TEXTO EXTRAÍDO.
****

Crónica de Juan Cruz en el periódico El Día (09/07/2017):

Siempre me acuerdo de Ayoze Suárez, librero, un emprendedor nato que ama los libros y que por tanto ha desarrollado, al calor de ellos, la solidaridad de imaginar aventuras que les sirvan a otros.

Hace algún tiempo resucitó, para un concurso que convocó el Cabildo de Tenerife, una magnífica idea que tuvieron Eduardo Westerdahl, el pope canario del surrealismo, y Alberto Sartoris, un arquitecto suizo que tomó contacto con ellos en la estela del mismo movimiento.

Ambos concibieron la posibilidad de crear una residencia para artistas en el norte de Tenerife; buscaron el sitio, incluso, y Sartoris, cuya última visita, hace pocos años, antes de morir, fue a Tenerife, llegó a dibujar esos contornos en los que ambos amigos quisieron situar la casa imaginada.

Ayoze propuso que esa idea se restaurara y sirviera como atracción para artistas de todo el mundo que vinieran a la isla a desarrollar sus obras; irradiarían contactos, salvarían a la isla de ese tenue pero persistente olvido de lo cultural que han tenido durante muchos años en el olvido las conexiones del arte isleño con el mundo.

****

DATOS BRUTOS.
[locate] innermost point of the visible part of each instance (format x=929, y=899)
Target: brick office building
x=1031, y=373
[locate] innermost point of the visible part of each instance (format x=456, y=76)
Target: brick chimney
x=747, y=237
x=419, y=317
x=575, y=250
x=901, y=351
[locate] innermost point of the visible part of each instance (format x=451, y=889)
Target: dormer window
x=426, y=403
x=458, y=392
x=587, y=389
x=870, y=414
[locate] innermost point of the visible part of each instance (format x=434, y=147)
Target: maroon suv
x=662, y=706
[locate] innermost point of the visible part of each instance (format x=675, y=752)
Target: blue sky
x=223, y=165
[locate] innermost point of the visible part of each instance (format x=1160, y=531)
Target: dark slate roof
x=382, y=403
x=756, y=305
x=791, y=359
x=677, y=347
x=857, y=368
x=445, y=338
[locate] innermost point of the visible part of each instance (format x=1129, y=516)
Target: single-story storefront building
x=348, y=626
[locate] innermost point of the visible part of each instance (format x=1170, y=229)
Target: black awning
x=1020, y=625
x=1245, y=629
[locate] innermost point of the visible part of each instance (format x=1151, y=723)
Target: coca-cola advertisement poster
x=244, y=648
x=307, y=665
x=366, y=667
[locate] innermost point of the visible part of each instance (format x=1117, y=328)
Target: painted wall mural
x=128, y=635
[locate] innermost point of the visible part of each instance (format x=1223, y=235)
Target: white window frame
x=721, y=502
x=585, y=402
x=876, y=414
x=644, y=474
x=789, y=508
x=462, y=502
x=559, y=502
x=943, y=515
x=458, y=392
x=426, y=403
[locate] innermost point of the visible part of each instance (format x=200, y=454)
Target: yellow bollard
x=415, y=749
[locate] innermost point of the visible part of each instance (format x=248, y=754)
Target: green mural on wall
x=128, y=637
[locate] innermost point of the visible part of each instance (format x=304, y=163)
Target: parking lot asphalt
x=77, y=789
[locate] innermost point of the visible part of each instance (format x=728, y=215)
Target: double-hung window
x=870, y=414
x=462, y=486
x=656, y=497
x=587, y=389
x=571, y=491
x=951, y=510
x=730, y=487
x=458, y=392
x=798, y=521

****

ENUNCIADO A. Según la crónica, ¿qué profesión y nacionalidad tenía Alberto Sartoris?
ENUNCIADO B. Prosigue la crónica sobre la residencia para artistas a partir de su última oración.
El listado procede de otra fuente.

RESULTADO A. Era un arquitecto suizo.

RESULTADO B.
El joven emprendedor hizo su proyecto, se lo premiaron, pero luego nadie se ocupó de esa idea ni nadie pareció entender que si premias algo no es para guardarlo en los cajones del olvido sino para desarrollarlo, para discutirlo, para animar al emprendedor y para animar el futuro de la isla al menos en ese renglón.

Me vino este recuerdo a la cabeza ahora que he hablado con un joven emprendedor canario, empeñado en mejorar la relación de Tenerife con la cultura y el arte. Ahora no viene al caso hacerme eco de su identidad, pues la conversación que tuvimos fue privada, pero me parece que es un hombre que puede hacer mucho con la idea de Ayoze y con tantas ideas que seguro que anidan en las mentes de muchos que quieren que la isla aproveche su historia cultural para hacer mejor el futuro.

De la historia hablamos. En aquel periodo surrealista de la isla, Westerdahl atesoró un extraordinario museo (posible: pero fue imposible) de obras de arte realizadas por quienes colaboraron en Gaceta de Arte, por amistad con él y con sus compañeros de equipo. Donó esa riqueza al Instituto de Estudios Hispánicos del Puerto de la Cruz; pero esa institución tan voluntariosa no consiguió ayuda, hasta hace muy poco, para exponer tal tesoro, que naturalmente fue siendo diezmado por el propio Westerdahl, harto de que su donación estuviera tan desatendida. Hace unos años el emprendimiento de Nicolás Rodríguez Munzenmeier y de Celestino Hernández consiguieron lugar para algunas de esas obras y constituyeron el Museo Westerdahl del que me vanaglorio como portuense.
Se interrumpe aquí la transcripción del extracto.